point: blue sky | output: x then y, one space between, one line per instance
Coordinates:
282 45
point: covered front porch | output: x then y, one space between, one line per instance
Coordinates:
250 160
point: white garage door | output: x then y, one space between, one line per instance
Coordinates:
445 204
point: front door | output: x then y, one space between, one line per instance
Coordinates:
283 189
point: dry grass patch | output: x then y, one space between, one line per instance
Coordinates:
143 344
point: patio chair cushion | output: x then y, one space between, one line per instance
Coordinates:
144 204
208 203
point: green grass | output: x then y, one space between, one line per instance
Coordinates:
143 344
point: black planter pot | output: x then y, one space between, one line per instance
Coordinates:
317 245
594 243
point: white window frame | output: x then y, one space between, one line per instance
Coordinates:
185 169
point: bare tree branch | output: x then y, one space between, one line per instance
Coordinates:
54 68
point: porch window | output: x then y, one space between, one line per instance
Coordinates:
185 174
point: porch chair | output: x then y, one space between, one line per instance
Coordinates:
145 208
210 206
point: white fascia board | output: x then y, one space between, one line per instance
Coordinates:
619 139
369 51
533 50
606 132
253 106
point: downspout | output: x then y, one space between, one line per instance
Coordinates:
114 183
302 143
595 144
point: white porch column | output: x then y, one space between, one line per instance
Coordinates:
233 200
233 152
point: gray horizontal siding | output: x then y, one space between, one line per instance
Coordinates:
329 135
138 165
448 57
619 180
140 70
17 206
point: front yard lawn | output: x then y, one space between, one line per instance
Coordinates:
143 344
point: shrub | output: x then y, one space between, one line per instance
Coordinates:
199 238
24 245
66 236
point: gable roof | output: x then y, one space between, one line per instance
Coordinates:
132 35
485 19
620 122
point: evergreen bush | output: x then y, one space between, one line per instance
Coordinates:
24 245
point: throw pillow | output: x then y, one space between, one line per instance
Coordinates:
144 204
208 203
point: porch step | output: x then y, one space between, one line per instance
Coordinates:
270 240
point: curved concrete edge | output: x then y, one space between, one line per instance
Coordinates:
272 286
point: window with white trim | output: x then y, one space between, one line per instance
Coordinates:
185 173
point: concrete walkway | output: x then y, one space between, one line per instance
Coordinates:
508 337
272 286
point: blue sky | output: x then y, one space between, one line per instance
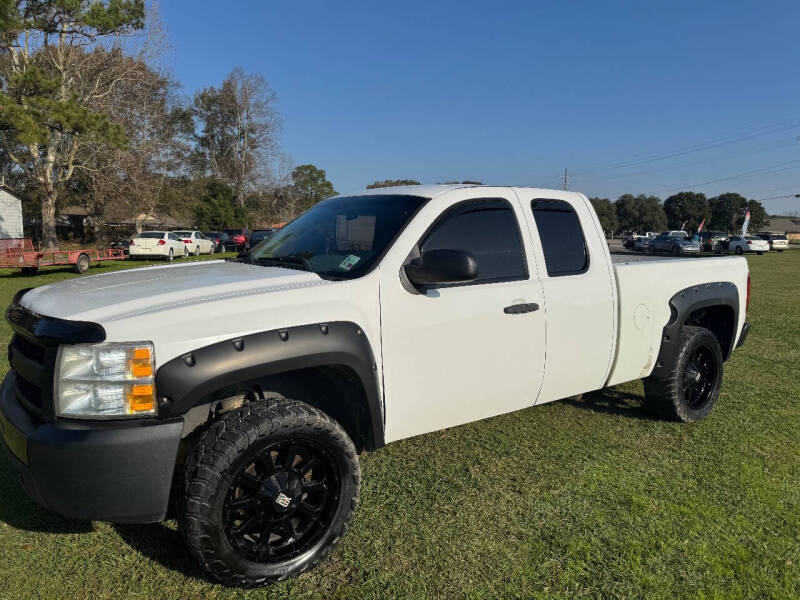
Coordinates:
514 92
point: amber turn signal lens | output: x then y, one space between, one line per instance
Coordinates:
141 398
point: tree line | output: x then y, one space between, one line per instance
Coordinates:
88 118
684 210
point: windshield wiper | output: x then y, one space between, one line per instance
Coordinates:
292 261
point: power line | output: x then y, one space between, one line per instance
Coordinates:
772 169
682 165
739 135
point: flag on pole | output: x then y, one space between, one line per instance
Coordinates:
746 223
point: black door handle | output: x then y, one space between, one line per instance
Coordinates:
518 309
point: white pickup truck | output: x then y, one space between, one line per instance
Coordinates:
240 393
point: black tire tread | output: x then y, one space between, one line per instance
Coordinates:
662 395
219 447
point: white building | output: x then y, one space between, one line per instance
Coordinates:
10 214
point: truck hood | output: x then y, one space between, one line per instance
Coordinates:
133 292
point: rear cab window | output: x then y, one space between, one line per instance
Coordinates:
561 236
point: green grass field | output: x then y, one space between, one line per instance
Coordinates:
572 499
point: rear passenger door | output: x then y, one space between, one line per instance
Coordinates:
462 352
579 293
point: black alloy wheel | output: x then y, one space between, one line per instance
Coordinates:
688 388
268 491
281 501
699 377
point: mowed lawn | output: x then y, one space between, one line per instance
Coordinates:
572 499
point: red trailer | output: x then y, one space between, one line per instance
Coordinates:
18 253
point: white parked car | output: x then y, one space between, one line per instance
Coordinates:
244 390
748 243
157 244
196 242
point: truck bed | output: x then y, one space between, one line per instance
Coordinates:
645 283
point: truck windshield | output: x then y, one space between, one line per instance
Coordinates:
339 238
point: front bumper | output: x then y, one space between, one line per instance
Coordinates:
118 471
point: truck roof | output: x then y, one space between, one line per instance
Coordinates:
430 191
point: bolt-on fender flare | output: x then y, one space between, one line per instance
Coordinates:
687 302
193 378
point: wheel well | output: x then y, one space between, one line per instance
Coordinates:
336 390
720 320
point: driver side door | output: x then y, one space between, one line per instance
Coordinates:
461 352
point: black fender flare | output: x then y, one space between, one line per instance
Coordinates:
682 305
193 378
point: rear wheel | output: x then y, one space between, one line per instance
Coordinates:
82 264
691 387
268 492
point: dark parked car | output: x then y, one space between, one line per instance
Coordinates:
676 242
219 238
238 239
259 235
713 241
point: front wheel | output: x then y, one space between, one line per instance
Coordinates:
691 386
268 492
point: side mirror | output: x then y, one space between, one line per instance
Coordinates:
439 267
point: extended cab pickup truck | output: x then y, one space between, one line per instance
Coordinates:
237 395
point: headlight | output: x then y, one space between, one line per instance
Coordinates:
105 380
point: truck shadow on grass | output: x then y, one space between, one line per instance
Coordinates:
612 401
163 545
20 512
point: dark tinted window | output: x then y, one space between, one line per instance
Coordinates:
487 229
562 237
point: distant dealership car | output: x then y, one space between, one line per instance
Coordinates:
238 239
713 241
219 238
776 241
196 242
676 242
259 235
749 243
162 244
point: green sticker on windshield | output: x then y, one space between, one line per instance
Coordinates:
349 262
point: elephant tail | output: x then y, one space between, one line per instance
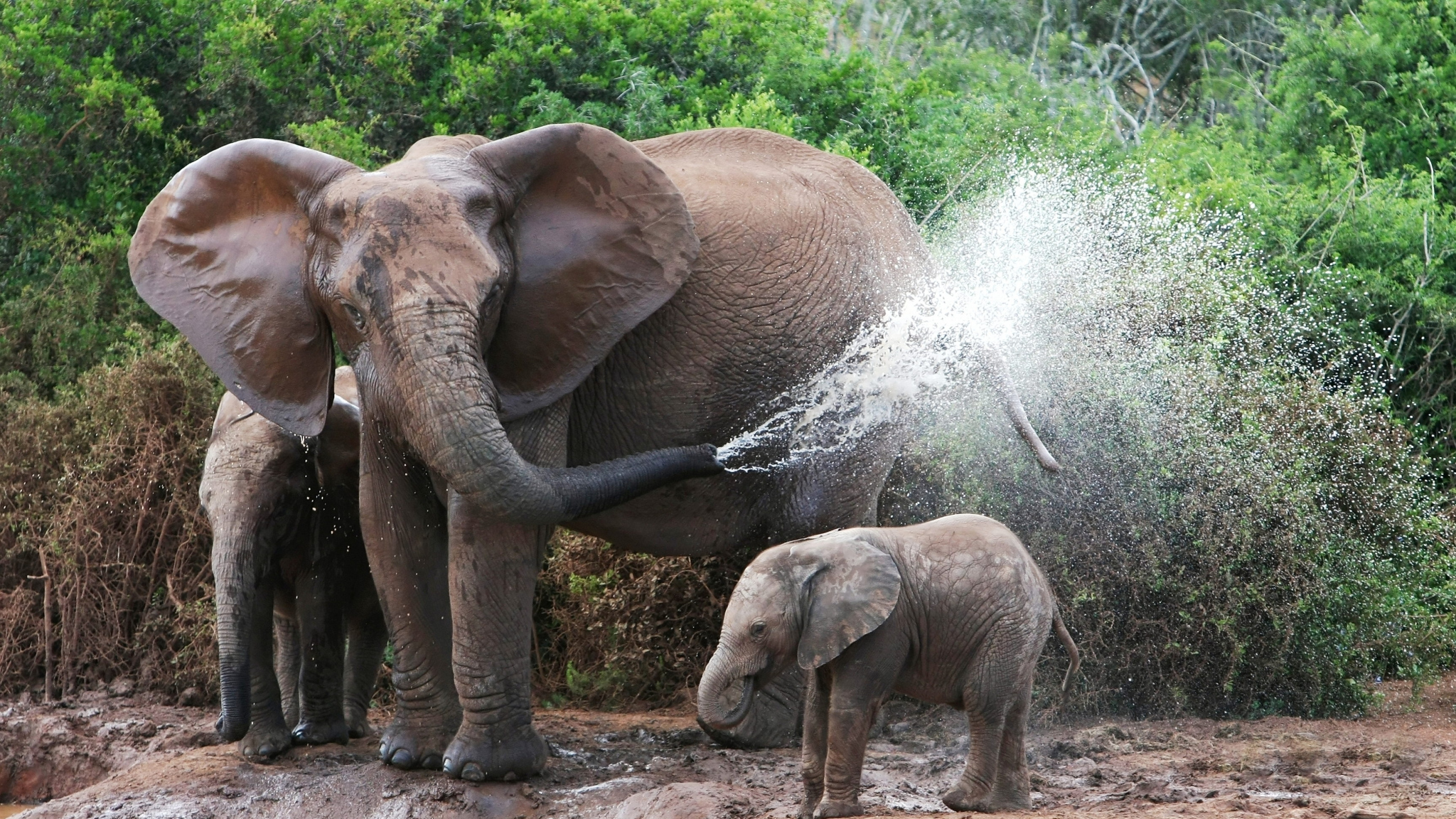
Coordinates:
──────
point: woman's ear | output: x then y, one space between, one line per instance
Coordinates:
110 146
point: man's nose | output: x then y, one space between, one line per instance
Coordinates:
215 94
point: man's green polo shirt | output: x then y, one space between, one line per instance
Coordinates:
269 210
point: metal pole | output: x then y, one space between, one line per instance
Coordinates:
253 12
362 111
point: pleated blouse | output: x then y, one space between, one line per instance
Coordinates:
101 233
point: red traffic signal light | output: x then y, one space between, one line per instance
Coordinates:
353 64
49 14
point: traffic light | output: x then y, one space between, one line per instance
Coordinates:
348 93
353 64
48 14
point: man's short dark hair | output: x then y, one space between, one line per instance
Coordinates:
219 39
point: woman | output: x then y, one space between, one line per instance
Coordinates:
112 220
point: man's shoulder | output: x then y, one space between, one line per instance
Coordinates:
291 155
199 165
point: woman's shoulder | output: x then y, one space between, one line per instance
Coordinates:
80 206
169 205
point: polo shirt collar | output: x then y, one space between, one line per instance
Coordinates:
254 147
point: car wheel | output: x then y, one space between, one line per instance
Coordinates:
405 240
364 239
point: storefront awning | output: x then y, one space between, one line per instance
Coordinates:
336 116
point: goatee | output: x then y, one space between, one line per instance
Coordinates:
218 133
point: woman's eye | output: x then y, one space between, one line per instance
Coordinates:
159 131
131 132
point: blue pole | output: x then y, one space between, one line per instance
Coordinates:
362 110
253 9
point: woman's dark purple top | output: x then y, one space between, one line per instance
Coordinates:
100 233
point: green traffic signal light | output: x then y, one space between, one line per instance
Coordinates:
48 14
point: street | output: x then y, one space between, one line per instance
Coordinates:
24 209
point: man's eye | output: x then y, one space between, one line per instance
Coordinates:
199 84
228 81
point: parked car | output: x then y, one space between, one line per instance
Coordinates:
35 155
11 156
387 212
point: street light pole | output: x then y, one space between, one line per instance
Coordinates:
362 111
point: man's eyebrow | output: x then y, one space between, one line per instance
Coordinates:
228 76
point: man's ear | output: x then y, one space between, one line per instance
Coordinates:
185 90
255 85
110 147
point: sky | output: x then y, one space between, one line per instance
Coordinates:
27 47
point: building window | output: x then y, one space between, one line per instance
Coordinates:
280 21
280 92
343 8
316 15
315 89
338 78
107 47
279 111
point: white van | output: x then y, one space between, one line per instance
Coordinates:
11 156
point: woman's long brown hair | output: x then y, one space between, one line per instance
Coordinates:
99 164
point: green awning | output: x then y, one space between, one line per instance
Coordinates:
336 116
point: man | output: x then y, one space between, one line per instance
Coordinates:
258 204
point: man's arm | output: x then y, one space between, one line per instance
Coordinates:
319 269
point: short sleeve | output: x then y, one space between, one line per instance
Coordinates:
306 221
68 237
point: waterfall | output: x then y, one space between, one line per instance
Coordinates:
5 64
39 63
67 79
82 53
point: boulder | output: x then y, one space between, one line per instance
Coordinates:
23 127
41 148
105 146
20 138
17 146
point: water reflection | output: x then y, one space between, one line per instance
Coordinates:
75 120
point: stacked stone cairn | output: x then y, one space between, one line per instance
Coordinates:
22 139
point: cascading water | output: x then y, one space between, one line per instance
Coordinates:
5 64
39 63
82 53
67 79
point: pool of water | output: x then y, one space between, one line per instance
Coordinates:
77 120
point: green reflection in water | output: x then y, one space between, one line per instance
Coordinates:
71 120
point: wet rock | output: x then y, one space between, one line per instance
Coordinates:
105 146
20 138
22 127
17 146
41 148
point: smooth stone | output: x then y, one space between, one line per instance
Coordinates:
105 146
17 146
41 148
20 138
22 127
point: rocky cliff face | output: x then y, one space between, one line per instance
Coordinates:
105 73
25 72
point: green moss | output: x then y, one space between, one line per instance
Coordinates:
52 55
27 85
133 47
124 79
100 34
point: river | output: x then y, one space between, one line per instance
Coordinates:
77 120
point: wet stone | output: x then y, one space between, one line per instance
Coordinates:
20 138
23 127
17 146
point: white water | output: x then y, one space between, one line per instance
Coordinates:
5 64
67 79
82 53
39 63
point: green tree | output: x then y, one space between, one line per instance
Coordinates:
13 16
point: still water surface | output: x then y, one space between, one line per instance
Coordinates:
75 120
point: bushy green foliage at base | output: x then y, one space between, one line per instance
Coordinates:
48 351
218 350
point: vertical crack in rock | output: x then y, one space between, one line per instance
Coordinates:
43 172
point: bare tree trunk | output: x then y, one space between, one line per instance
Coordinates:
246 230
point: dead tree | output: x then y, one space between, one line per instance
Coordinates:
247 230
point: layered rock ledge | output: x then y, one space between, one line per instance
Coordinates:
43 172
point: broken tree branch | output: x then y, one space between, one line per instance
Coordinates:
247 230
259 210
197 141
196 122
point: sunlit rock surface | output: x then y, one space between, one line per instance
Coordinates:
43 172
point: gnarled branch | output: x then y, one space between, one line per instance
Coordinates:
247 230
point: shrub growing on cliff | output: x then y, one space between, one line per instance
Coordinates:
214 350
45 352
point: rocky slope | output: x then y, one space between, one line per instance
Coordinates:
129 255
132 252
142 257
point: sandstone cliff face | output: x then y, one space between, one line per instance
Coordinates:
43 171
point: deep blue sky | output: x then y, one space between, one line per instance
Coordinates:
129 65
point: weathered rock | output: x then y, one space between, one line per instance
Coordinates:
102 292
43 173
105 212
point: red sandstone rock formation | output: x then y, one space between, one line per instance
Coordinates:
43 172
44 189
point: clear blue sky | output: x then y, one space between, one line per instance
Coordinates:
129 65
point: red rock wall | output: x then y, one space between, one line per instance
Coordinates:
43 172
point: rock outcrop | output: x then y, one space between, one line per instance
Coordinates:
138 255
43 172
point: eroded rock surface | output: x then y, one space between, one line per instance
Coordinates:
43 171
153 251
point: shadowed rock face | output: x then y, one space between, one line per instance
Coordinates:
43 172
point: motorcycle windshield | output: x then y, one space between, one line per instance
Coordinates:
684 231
──────
List every line in the rows above that contains the string "flare", treating uppercase and lowercase as distinct.

point: bolt-on fender flare | output: x then y, one space between, one line per instance
point: black fender flare | output: x then y, one space between, one line per instance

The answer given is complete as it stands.